(Stored records)
== == ==
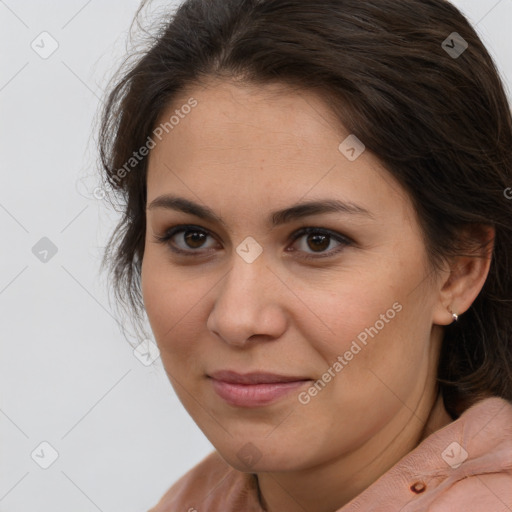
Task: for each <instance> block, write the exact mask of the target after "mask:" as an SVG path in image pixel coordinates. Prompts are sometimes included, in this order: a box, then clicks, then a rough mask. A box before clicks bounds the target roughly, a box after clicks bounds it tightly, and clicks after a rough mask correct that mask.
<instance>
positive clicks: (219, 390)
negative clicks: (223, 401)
mask: <svg viewBox="0 0 512 512" xmlns="http://www.w3.org/2000/svg"><path fill="white" fill-rule="evenodd" d="M307 382H310V381H309V380H298V381H292V382H272V383H267V384H233V383H231V382H225V381H221V380H215V379H212V385H213V389H214V390H215V392H216V393H217V394H218V395H219V396H220V397H221V398H223V399H224V400H225V401H226V402H227V403H228V404H230V405H234V406H237V407H258V406H262V405H267V404H270V403H272V402H274V401H275V400H277V399H278V398H281V397H283V396H285V395H287V394H288V393H290V392H292V391H294V390H296V389H297V388H300V387H301V386H303V385H304V384H306V383H307Z"/></svg>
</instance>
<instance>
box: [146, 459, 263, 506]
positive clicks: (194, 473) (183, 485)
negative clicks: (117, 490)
mask: <svg viewBox="0 0 512 512" xmlns="http://www.w3.org/2000/svg"><path fill="white" fill-rule="evenodd" d="M176 510H181V511H183V512H197V511H200V510H209V511H212V512H214V511H217V510H219V511H220V510H222V512H231V511H235V510H247V511H254V512H260V510H261V509H260V508H259V503H258V498H257V488H256V484H255V481H254V480H253V477H252V475H251V474H249V473H242V472H240V471H237V470H235V469H234V468H232V467H231V466H230V465H229V464H227V463H226V461H225V460H224V459H223V458H222V457H221V456H220V455H219V453H218V452H217V451H214V452H212V453H210V454H209V455H208V456H207V457H205V458H204V459H203V460H202V461H201V462H199V463H198V464H197V465H196V466H194V467H193V468H192V469H190V470H189V471H188V472H187V473H185V474H184V475H183V476H182V477H181V478H180V479H179V480H178V481H177V482H176V483H175V484H174V485H173V486H172V487H171V488H170V489H169V490H168V491H167V492H166V493H165V494H164V495H163V496H162V498H161V499H160V501H159V502H158V504H157V505H156V506H155V507H153V508H152V509H151V510H149V511H148V512H175V511H176Z"/></svg>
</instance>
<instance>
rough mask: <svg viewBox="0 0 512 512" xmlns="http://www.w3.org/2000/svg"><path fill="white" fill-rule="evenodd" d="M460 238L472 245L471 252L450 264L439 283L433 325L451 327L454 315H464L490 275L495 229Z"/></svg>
mask: <svg viewBox="0 0 512 512" xmlns="http://www.w3.org/2000/svg"><path fill="white" fill-rule="evenodd" d="M461 235H462V237H463V239H465V240H468V241H470V242H471V244H472V249H471V250H470V251H468V253H467V254H464V255H463V256H457V257H454V258H451V259H450V261H449V262H447V271H446V273H444V274H443V277H442V279H441V280H440V283H439V286H440V288H439V298H438V301H437V305H436V307H435V308H434V311H433V318H432V321H433V323H434V324H438V325H448V324H451V323H452V322H453V317H452V313H455V314H456V315H462V314H463V313H465V312H466V311H467V310H468V309H469V308H470V307H471V304H473V301H474V300H475V299H476V297H477V296H478V294H479V293H480V291H481V290H482V287H483V286H484V283H485V280H486V279H487V275H488V274H489V268H490V266H491V259H492V253H493V249H494V238H495V236H496V231H495V229H494V228H493V227H491V226H484V225H475V226H471V227H469V228H466V229H464V230H463V232H462V233H461Z"/></svg>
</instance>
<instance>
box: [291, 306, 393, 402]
mask: <svg viewBox="0 0 512 512" xmlns="http://www.w3.org/2000/svg"><path fill="white" fill-rule="evenodd" d="M402 309H403V307H402V304H400V303H399V302H395V303H394V304H393V306H392V307H391V308H390V309H388V310H387V311H386V313H383V314H381V315H380V317H379V320H377V321H376V322H375V324H374V325H372V326H371V327H367V328H366V329H364V330H363V331H361V332H360V333H359V334H358V335H357V336H356V338H357V339H354V340H353V341H352V343H351V345H350V348H349V349H348V350H346V351H345V353H344V354H343V355H339V356H338V357H337V358H336V361H335V362H334V363H333V364H332V365H331V366H330V367H329V368H327V370H326V371H325V373H323V375H322V376H321V377H320V378H319V379H318V380H317V381H315V383H314V384H312V385H311V386H310V387H309V388H308V389H307V390H306V391H302V392H301V393H299V395H298V397H297V398H298V400H299V402H300V403H301V404H302V405H307V404H309V402H311V399H312V398H313V397H315V396H317V395H318V393H320V391H322V390H323V389H324V388H325V387H326V386H327V384H328V383H329V382H330V381H331V380H332V379H333V378H334V377H336V375H338V374H339V373H340V372H341V371H342V370H343V369H344V368H345V367H346V366H347V365H348V364H349V362H350V361H352V359H353V358H354V356H355V355H357V354H359V352H361V350H362V349H363V348H364V347H365V346H366V345H367V343H368V336H370V337H371V338H374V337H375V336H376V335H377V334H379V332H380V331H381V330H382V329H384V327H385V326H386V324H389V322H390V321H391V320H393V318H395V316H396V314H397V313H399V312H400V311H402ZM358 342H359V343H360V344H361V345H363V346H361V345H360V344H359V343H358Z"/></svg>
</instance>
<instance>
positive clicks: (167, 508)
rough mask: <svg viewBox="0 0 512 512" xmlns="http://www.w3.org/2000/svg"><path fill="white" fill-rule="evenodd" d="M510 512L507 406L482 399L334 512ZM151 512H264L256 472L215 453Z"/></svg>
== == ==
**What is being asked**.
Switch each occurrence of "positive clicks" in the stored records to "foreground clicks" and write out all the records again with nothing else changed, leaving out the pictures.

**Result**.
Task: for each <instance> block, write the exact mask of the target after "mask:" as an SVG path in image pixel coordinates. Prompts are sometimes included, in this order: a box, then clicks, then a rough mask. A box before clicks bounds the target roughly, a box after clicks bounds it tightly, and clicks after a rough mask correct that mask.
<instance>
foreground clicks: (219, 390)
negative clicks: (223, 401)
mask: <svg viewBox="0 0 512 512" xmlns="http://www.w3.org/2000/svg"><path fill="white" fill-rule="evenodd" d="M307 382H310V381H309V380H298V381H292V382H272V383H267V384H233V383H231V382H225V381H221V380H215V379H212V385H213V389H214V390H215V392H216V393H217V394H218V395H219V396H220V397H221V398H223V399H224V400H225V401H226V402H227V403H228V404H230V405H234V406H237V407H258V406H262V405H267V404H270V403H272V402H274V401H275V400H277V399H278V398H281V397H283V396H285V395H287V394H288V393H290V392H292V391H294V390H296V389H297V388H300V387H301V386H303V385H304V384H306V383H307Z"/></svg>
</instance>
<instance>
box: [146, 459, 263, 506]
foreground clicks: (194, 473) (183, 485)
negative clicks: (117, 490)
mask: <svg viewBox="0 0 512 512" xmlns="http://www.w3.org/2000/svg"><path fill="white" fill-rule="evenodd" d="M176 510H181V511H183V512H197V511H200V510H209V511H212V512H214V511H217V510H219V511H220V510H222V512H231V511H235V510H247V511H254V512H260V510H261V509H260V508H259V503H258V498H257V488H256V484H255V481H254V480H253V477H252V475H251V474H249V473H242V472H240V471H237V470H235V469H234V468H232V467H231V466H230V465H229V464H227V463H226V461H225V460H224V459H223V458H222V457H221V456H220V455H219V453H218V452H217V451H214V452H212V453H210V454H209V455H208V456H207V457H205V458H204V459H203V460H202V461H201V462H199V463H198V464H197V465H196V466H194V467H193V468H192V469H190V470H189V471H188V472H187V473H185V474H184V475H183V476H182V477H181V478H180V479H179V480H178V481H177V482H176V483H175V484H174V485H173V486H172V487H171V488H170V489H169V490H168V491H167V492H166V493H165V494H164V495H163V496H162V498H161V499H160V501H159V502H158V504H157V505H156V506H155V507H153V508H152V509H151V510H149V511H148V512H175V511H176Z"/></svg>
</instance>
<instance>
rough mask: <svg viewBox="0 0 512 512" xmlns="http://www.w3.org/2000/svg"><path fill="white" fill-rule="evenodd" d="M460 238L472 245L471 252L450 264L439 283L433 325L451 327L454 315H464L490 275L495 229Z"/></svg>
mask: <svg viewBox="0 0 512 512" xmlns="http://www.w3.org/2000/svg"><path fill="white" fill-rule="evenodd" d="M461 235H462V237H463V239H465V240H468V241H470V242H471V244H472V249H471V250H470V251H468V253H467V254H464V255H463V256H457V257H454V258H451V259H450V261H449V262H447V271H446V273H444V274H443V277H442V279H441V280H440V283H439V286H440V288H439V298H438V301H437V305H436V307H435V308H434V311H433V318H432V321H433V323H434V324H438V325H448V324H451V323H452V322H453V317H452V313H455V314H456V315H462V314H463V313H465V312H466V311H467V310H468V309H469V308H470V307H471V304H473V301H474V300H475V299H476V297H477V296H478V294H479V293H480V291H481V290H482V287H483V286H484V283H485V280H486V279H487V275H488V274H489V268H490V266H491V259H492V253H493V249H494V238H495V236H496V231H495V229H494V228H493V227H491V226H484V225H475V226H471V227H469V228H466V229H464V230H463V232H462V233H461Z"/></svg>
</instance>
<instance>
box: [291, 306, 393, 402]
mask: <svg viewBox="0 0 512 512" xmlns="http://www.w3.org/2000/svg"><path fill="white" fill-rule="evenodd" d="M402 309H403V307H402V304H400V303H399V302H395V303H394V304H393V306H392V307H391V308H390V309H388V310H387V311H386V313H383V314H381V315H380V317H379V320H377V321H376V322H375V324H374V325H372V326H371V327H367V328H366V329H364V330H363V331H361V332H360V333H359V334H358V335H357V336H356V338H357V339H354V340H353V341H352V343H351V345H350V348H349V349H348V350H346V351H345V353H344V354H343V355H339V356H338V357H337V358H336V361H335V362H334V363H333V364H332V365H331V366H330V367H329V368H327V370H326V371H325V373H323V375H322V376H321V377H320V378H319V379H318V380H317V381H315V383H314V384H312V385H311V386H310V387H309V388H308V389H307V390H306V391H302V392H301V393H299V395H298V397H297V398H298V400H299V402H300V403H301V404H302V405H307V404H309V402H311V399H312V398H313V397H315V396H317V395H318V393H320V391H322V390H323V389H324V388H325V387H326V386H327V384H328V383H329V382H330V381H331V380H332V379H333V378H334V377H336V375H338V374H339V373H340V372H341V371H342V370H343V369H344V368H345V367H346V366H347V365H348V364H349V362H350V361H352V359H353V358H354V356H355V355H357V354H359V352H361V350H362V349H363V348H364V347H365V346H366V345H367V343H368V336H370V337H371V338H374V337H375V336H376V335H377V334H379V332H380V331H381V330H382V329H384V327H385V326H386V324H389V322H390V321H391V320H393V318H395V316H396V314H397V313H399V312H400V311H402ZM358 342H359V343H360V344H361V345H363V346H361V345H360V344H359V343H358Z"/></svg>
</instance>
<instance>
foreground clicks: (167, 508)
rough mask: <svg viewBox="0 0 512 512" xmlns="http://www.w3.org/2000/svg"><path fill="white" fill-rule="evenodd" d="M510 512L507 406L482 399L334 512ZM151 512H264L256 472L215 453Z"/></svg>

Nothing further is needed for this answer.